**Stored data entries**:
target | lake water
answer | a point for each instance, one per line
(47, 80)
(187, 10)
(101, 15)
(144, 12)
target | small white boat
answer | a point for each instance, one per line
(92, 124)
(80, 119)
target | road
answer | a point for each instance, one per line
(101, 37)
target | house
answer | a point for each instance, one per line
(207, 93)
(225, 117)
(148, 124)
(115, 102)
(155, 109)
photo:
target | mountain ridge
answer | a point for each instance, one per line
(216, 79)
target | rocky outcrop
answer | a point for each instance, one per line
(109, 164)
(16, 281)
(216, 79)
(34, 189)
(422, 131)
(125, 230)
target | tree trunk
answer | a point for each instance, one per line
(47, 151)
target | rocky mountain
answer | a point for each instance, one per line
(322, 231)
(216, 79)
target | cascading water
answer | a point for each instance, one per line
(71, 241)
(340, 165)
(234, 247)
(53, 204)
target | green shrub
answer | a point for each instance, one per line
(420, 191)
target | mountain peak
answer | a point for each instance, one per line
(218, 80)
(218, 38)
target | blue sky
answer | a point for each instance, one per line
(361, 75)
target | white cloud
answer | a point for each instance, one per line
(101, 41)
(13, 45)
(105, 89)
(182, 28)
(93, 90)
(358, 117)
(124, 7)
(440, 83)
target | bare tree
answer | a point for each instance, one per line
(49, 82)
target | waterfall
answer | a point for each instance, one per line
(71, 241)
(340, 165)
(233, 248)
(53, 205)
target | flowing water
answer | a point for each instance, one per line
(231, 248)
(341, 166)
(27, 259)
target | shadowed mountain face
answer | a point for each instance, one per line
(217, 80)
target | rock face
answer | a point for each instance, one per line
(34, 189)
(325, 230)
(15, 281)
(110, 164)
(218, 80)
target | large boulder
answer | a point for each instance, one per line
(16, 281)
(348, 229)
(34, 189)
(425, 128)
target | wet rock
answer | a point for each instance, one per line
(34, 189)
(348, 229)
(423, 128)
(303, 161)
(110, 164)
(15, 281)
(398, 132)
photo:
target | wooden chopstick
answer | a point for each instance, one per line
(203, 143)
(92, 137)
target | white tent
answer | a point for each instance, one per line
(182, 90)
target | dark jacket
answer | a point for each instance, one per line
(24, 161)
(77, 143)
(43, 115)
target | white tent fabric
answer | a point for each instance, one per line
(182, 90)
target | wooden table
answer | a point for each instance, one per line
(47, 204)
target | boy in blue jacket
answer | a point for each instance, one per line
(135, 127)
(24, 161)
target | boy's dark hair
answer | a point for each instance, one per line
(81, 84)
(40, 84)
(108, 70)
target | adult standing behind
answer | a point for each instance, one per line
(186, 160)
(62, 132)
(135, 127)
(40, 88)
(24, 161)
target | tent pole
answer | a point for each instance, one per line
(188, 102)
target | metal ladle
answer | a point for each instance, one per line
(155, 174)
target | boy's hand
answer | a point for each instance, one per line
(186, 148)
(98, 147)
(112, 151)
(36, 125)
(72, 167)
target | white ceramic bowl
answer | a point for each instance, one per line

**EXERCISE**:
The required answer is each line of the data in which the word "rocky" appears.

**EXERCISE ANSWER**:
target | rocky outcrop
target | rocky mountain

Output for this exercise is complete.